[Source rows]
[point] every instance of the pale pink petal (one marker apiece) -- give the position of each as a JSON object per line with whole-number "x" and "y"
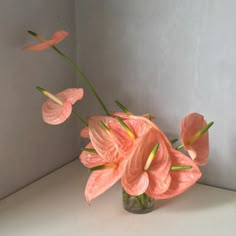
{"x": 181, "y": 180}
{"x": 84, "y": 133}
{"x": 71, "y": 95}
{"x": 90, "y": 159}
{"x": 121, "y": 115}
{"x": 199, "y": 150}
{"x": 158, "y": 172}
{"x": 107, "y": 143}
{"x": 59, "y": 36}
{"x": 101, "y": 180}
{"x": 54, "y": 113}
{"x": 149, "y": 116}
{"x": 56, "y": 38}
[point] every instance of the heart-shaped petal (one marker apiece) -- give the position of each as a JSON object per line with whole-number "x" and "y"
{"x": 181, "y": 180}
{"x": 90, "y": 159}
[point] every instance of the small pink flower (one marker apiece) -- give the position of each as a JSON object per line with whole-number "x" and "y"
{"x": 199, "y": 149}
{"x": 116, "y": 141}
{"x": 56, "y": 38}
{"x": 181, "y": 180}
{"x": 54, "y": 113}
{"x": 153, "y": 178}
{"x": 113, "y": 146}
{"x": 100, "y": 180}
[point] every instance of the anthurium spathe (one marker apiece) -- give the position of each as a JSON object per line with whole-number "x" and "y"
{"x": 143, "y": 175}
{"x": 107, "y": 173}
{"x": 57, "y": 108}
{"x": 56, "y": 38}
{"x": 183, "y": 179}
{"x": 197, "y": 144}
{"x": 115, "y": 140}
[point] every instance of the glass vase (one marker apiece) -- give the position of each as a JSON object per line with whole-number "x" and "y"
{"x": 137, "y": 204}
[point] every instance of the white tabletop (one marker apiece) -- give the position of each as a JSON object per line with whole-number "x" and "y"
{"x": 55, "y": 205}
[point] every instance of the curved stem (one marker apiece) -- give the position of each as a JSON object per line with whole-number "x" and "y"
{"x": 82, "y": 121}
{"x": 83, "y": 76}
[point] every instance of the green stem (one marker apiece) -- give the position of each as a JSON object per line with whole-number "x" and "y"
{"x": 173, "y": 141}
{"x": 82, "y": 121}
{"x": 83, "y": 76}
{"x": 180, "y": 147}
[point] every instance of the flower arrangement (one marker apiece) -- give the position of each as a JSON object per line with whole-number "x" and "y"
{"x": 127, "y": 147}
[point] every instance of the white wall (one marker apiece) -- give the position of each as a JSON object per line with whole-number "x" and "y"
{"x": 29, "y": 148}
{"x": 169, "y": 58}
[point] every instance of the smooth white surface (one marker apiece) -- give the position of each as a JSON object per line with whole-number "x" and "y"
{"x": 55, "y": 206}
{"x": 169, "y": 58}
{"x": 29, "y": 148}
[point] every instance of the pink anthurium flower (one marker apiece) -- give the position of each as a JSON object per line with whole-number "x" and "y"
{"x": 198, "y": 148}
{"x": 181, "y": 180}
{"x": 115, "y": 140}
{"x": 147, "y": 171}
{"x": 56, "y": 38}
{"x": 102, "y": 179}
{"x": 58, "y": 108}
{"x": 84, "y": 133}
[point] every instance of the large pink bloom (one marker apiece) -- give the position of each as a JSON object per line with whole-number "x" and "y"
{"x": 156, "y": 179}
{"x": 54, "y": 113}
{"x": 181, "y": 180}
{"x": 199, "y": 149}
{"x": 56, "y": 38}
{"x": 101, "y": 180}
{"x": 116, "y": 142}
{"x": 113, "y": 146}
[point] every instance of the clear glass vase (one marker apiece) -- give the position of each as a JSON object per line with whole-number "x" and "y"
{"x": 137, "y": 204}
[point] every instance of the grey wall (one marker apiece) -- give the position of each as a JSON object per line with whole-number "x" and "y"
{"x": 29, "y": 148}
{"x": 168, "y": 58}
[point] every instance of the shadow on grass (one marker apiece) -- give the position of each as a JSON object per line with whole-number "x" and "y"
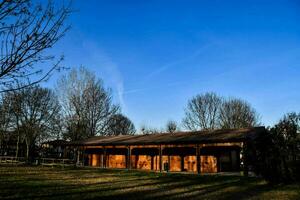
{"x": 51, "y": 183}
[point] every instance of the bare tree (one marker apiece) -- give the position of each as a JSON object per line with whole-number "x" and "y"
{"x": 171, "y": 126}
{"x": 236, "y": 113}
{"x": 5, "y": 121}
{"x": 120, "y": 125}
{"x": 27, "y": 30}
{"x": 149, "y": 130}
{"x": 35, "y": 111}
{"x": 87, "y": 105}
{"x": 202, "y": 112}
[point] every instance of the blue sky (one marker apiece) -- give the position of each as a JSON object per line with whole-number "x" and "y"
{"x": 156, "y": 55}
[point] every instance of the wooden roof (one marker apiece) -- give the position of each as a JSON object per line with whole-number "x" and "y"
{"x": 195, "y": 137}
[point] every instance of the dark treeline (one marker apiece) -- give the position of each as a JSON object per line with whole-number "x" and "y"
{"x": 79, "y": 108}
{"x": 276, "y": 154}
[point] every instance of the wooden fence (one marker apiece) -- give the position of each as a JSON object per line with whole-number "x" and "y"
{"x": 12, "y": 160}
{"x": 56, "y": 162}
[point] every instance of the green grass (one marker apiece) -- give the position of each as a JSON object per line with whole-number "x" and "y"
{"x": 87, "y": 183}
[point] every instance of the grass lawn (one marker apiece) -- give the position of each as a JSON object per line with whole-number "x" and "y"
{"x": 87, "y": 183}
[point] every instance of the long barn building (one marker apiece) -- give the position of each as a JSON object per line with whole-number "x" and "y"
{"x": 199, "y": 151}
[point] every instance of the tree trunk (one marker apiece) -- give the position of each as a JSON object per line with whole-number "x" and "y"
{"x": 27, "y": 150}
{"x": 17, "y": 148}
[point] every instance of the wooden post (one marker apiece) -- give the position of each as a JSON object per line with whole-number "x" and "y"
{"x": 152, "y": 162}
{"x": 128, "y": 157}
{"x": 104, "y": 157}
{"x": 182, "y": 163}
{"x": 78, "y": 157}
{"x": 160, "y": 158}
{"x": 245, "y": 159}
{"x": 198, "y": 159}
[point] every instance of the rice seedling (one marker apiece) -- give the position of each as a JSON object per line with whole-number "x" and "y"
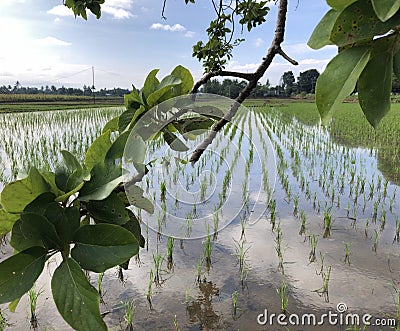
{"x": 3, "y": 321}
{"x": 296, "y": 204}
{"x": 207, "y": 248}
{"x": 313, "y": 244}
{"x": 163, "y": 191}
{"x": 157, "y": 261}
{"x": 303, "y": 223}
{"x": 170, "y": 248}
{"x": 327, "y": 223}
{"x": 100, "y": 286}
{"x": 375, "y": 244}
{"x": 235, "y": 296}
{"x": 199, "y": 269}
{"x": 176, "y": 323}
{"x": 33, "y": 297}
{"x": 284, "y": 299}
{"x": 129, "y": 313}
{"x": 347, "y": 253}
{"x": 324, "y": 290}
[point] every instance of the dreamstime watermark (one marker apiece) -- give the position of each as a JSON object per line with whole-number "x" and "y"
{"x": 233, "y": 179}
{"x": 340, "y": 317}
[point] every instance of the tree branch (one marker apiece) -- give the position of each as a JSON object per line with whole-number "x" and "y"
{"x": 252, "y": 82}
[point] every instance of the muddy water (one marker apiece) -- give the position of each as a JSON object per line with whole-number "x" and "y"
{"x": 366, "y": 283}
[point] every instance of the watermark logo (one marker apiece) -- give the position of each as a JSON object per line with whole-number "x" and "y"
{"x": 340, "y": 317}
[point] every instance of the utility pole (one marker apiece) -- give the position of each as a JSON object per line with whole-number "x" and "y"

### WRITTEN EXERCISE
Can you rewrite the rows from the line with "[point] every instance of the muddy" through the end of the rows, swapping "marker" for "dot" and leaving everything else unchanged?

### ANSWER FOR THE TASK
[point] every instance of the muddy water (one dot apiece) -- give the position of each as a JSON object per line with whole-number "x" and "y"
{"x": 366, "y": 283}
[point] every instance of the watermark logo (one dot apiece) -- give the position of each as a JSON object per line with whole-number "x" and "y"
{"x": 340, "y": 317}
[point] every instance of the utility pole (one dot apiece) -- give the position of each as a JSON object per line with whole-number "x" and "y"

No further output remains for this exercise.